══ RECORDS SHOWN ══

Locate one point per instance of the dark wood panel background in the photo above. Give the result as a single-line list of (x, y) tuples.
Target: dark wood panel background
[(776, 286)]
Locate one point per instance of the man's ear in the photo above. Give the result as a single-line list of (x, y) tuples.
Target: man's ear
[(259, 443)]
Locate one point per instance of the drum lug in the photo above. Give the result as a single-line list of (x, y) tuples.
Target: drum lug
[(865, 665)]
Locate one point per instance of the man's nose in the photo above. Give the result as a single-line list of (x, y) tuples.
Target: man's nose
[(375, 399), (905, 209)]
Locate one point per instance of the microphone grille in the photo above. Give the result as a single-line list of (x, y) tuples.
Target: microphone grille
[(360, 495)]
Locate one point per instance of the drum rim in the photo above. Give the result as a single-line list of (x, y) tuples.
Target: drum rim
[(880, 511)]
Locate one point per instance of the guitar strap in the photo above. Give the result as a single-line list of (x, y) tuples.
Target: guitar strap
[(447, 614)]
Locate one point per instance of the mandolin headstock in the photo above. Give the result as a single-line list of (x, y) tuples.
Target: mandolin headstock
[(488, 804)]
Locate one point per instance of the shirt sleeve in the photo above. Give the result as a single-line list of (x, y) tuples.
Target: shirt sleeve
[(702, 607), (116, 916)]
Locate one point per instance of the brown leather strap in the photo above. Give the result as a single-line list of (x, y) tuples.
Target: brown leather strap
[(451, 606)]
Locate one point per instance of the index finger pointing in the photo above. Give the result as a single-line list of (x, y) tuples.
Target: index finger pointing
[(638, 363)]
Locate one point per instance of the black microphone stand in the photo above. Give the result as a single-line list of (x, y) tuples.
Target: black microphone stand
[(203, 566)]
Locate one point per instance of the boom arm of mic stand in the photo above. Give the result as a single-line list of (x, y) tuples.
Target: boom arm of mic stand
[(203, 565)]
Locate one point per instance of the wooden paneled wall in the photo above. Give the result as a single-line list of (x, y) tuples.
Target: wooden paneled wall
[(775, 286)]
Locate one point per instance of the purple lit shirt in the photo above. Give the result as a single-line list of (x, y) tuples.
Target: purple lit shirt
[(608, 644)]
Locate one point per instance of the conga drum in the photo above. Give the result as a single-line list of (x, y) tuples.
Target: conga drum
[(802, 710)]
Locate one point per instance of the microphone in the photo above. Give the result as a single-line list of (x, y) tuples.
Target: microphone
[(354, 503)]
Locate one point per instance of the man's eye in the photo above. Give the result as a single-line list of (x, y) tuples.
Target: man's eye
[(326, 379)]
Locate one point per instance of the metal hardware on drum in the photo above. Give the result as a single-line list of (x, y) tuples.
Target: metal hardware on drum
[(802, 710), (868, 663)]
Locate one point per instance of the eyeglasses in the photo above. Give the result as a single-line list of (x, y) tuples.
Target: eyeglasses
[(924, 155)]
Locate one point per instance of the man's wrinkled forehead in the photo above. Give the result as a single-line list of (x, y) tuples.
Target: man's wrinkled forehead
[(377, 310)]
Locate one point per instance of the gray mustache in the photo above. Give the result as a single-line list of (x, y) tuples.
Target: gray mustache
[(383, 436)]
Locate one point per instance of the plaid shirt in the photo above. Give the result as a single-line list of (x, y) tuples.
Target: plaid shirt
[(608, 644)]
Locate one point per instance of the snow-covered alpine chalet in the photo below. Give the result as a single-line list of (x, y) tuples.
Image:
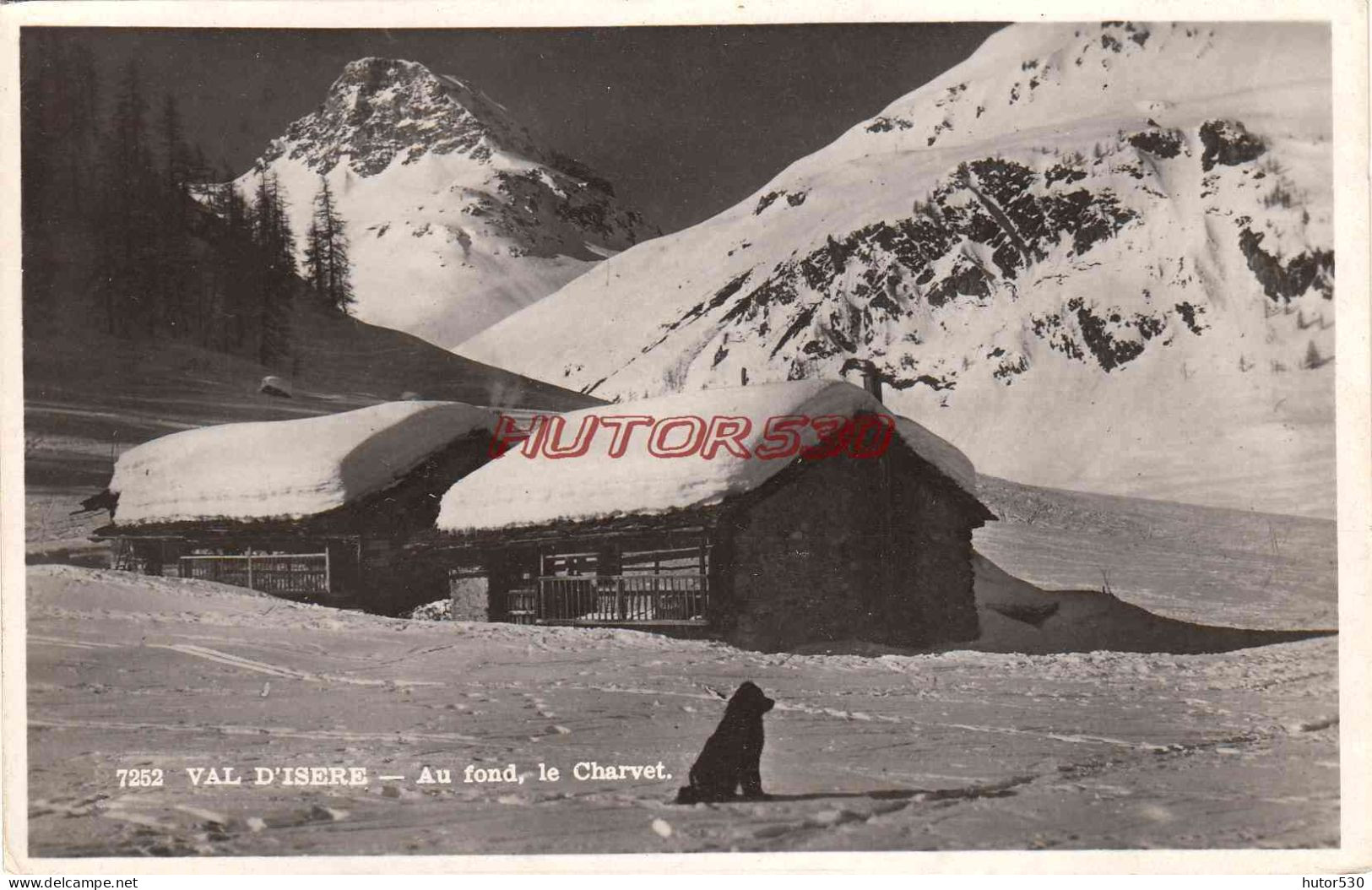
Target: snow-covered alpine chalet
[(313, 509), (764, 553), (768, 553)]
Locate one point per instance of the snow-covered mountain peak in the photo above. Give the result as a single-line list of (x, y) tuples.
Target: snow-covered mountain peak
[(1093, 255), (456, 214), (379, 110)]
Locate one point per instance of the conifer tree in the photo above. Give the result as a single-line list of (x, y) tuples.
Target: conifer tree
[(272, 232), (327, 266)]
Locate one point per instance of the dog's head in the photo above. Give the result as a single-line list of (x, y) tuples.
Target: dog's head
[(751, 698)]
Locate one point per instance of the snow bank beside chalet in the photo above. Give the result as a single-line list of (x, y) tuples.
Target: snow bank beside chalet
[(518, 490), (285, 469)]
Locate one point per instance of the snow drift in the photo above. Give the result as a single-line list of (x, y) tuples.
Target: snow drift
[(519, 490), (1114, 239), (283, 469)]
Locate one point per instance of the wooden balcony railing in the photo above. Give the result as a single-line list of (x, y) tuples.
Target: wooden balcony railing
[(647, 600), (298, 575)]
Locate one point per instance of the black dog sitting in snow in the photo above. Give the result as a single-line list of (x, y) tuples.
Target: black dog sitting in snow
[(733, 753)]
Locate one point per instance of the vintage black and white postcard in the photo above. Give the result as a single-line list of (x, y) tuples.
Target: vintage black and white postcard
[(792, 431)]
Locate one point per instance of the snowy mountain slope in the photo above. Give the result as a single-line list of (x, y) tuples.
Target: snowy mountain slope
[(456, 217), (1093, 257)]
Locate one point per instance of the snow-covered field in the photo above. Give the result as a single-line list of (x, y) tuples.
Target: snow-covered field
[(957, 751)]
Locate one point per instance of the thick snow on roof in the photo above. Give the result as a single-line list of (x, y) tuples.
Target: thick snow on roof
[(285, 469), (519, 490)]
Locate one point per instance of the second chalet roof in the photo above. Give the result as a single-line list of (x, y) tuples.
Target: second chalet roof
[(520, 491), (285, 469)]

═══

◆ EXERCISE INSTRUCTIONS: Everything in the preceding material must be transcribed exactly, except the images.

◆ YOUR RESPONSE:
Locate one point per instance of the dark wood panel background in the photo above. Give the result as a single-line list of (x, y) tuples.
Target: dark wood panel background
[(776, 286)]
Locate one point per instance of the man's ear in the photo above. Give the result as a single-line list of (x, y) tuples.
Target: man's ear
[(259, 443)]
Locate one point per instance of the drum lug in the photo above. Give the result as a single-line list of (x, y) tuples.
Target: drum lug
[(865, 665)]
Locate one point per instance of the man's nose in the photo above. Give the result as a single-line list of (x, y) tuples.
Target: man's nose
[(375, 399), (905, 209)]
Locate one point per instance of the microphone grille in the photo above. Give the result as a single-line list of (x, y) tuples.
Target: microphone grille
[(360, 495)]
Locate one point per instance of the drum rim in the photo above. Give the result as a single-line list of (x, y) tuples.
Target: drum rim
[(880, 511)]
Locate one point per instance of the guitar strap in the photo above. Give the result as a single-line list of (x, y) tuples.
Target: guitar strap
[(447, 614)]
Locate one point per instance of the mandolin headstock in the photo above. Give the result as a single-line list of (x, y) tuples.
Target: mandolin headstock
[(488, 804)]
Locate one point per instance of the shirt sleeve in the photo above. Give the result as a single-line list of (x, y) tuples.
Target: shirt sleeve
[(702, 607), (116, 916)]
Locate one point per instance of the brown leather strap in the photo above. Give the result as a single-line list of (x, y) tuples.
Target: brown leather strap
[(451, 606)]
Locate one point per instance of the index finger pointing in the photo above. Give the result as a single-line list of (x, y) tuples.
Target: index finger pointing
[(638, 363)]
Locate one point per instance of the black microphone stand in the photo above. Give the result as a single-line list of (x, y) tuples.
Target: black microphone stand
[(203, 566)]
Locate one point per instance of the boom arm of mic stand in the photo above. Give the result as a single-line list of (x, y) tuples.
Target: boom arm of mic stand
[(203, 565)]
Locate one point per instance of the wooden paneled wall in the photo above. Give the result as a single-line list of (x, y) tuples.
Target: wooden paneled wall
[(775, 286)]
Locate one point per instance of the purple lit shirt in the photo above. Give the result as a single-line list of (x, y) tuples.
Target: purple lit shirt
[(608, 644)]
Locate one point per instance of the conga drum in the photo above. Give the result as a single-line list of (x, y) tuples.
Target: conga drum
[(802, 710)]
Locate one point per instance of the microphone in the photo above. Give the result as a single-line list of (x, y) tuples.
Target: microphone
[(354, 503)]
Locate one point per instance of the man's eye in the photo above. Give the result as a single-line list of (x, y) tuples.
Target: man's eye
[(326, 379)]
Locate one point per instance of the metal hardware on drum in the photo above. Give the result as a single-line list of (x, y) tuples.
Target: metal hardware on drum
[(802, 710), (868, 663)]
Locate one point per instance of the eyeglasses in the photo above. Give the result as a single-line list of (x, y) tuples.
Target: eyeglasses
[(924, 155)]
Locate one point per instance of the man's wrinkled forehead in the photo above. Give the result as a single-line list of (x, y) tuples.
Target: man's wrinkled forehead
[(377, 310)]
Locate one point per instance of the gray mustache in the photo above. Give the result as a single-line list of (x, y) tuples.
Target: gray mustache
[(383, 436)]
Locate one point per instance of the plaid shirt in the photo above. Give the result as a single-line list of (x, y) tuples.
Target: plaid shirt
[(608, 644)]
Locate one point per instance of the snow-covered alpine chalet in the photo below. Give the result as a single-line list of (x, y) tuples.
Image:
Target: snow-covered alpine chalet
[(313, 509), (764, 553), (768, 553)]
Locate one point per instance of the snow-covered mountain peak in the photo above. Give the result as a single-line list of (x, y) tuples.
Target: snow-covered mountain peak
[(1093, 255), (456, 214), (379, 110)]
Locate one point per instance of the conifer tree in the photo above. Give the result as a single-line list of (x, y) tuples.
Target: conifer tree
[(272, 232), (327, 266)]
Locate one point per instance of the dog's head in the photo above. Give the result as a single-line list of (x, y) tuples.
Target: dog's head
[(751, 698)]
Locate one point per instance of the snow bank beside chalet in the photo above. Give the result as a single-line list of (x, y) tuples.
Target: snow bank beside chalet
[(518, 490), (285, 469)]
Locate one point per instance of the snow drift in the photo above. Give the result as a single-line list of (x, y) tuples.
Target: snow drift
[(519, 490), (1114, 239), (283, 469)]
Locate one point per instance of the wooden balcony railing in the photo above. Give the result as a single-line list of (x, y) tuples.
Target: wooden balcony railing
[(647, 600), (298, 575)]
Locate one point per instance of the black dog sitting in snow in the photo above. Give the result as a single-line list of (x, y) tuples.
Target: black dog sitting in snow
[(733, 753)]
Locate one point per instance of the vintage black and white postcard in the photo above. Give the result as a single-line list of (x, y) tuples.
Target: vintage black and white postcard
[(792, 431)]
Locate one point per instance of the snowy mountain slope in the photo above. Give the result as a single-line list of (x, y) tuples.
Target: snowy mountain slope
[(456, 217), (1093, 257)]
Locate one point per instance of the snow-covered field in the photo above. Give the result as a single-line list of (x, y) tuples.
Target: snow-covered field
[(957, 751)]
Locate one point per instance of the thick snow on roof in the photo above. Give the result as a single-line list of (x, y) tuples.
Target: thick snow on roof
[(285, 469), (519, 490)]
Locate one point per instance of the second chalet roof in the photo above. Give the result as a single-line list of (x, y) tuples.
Target: second chalet roof
[(520, 491), (285, 469)]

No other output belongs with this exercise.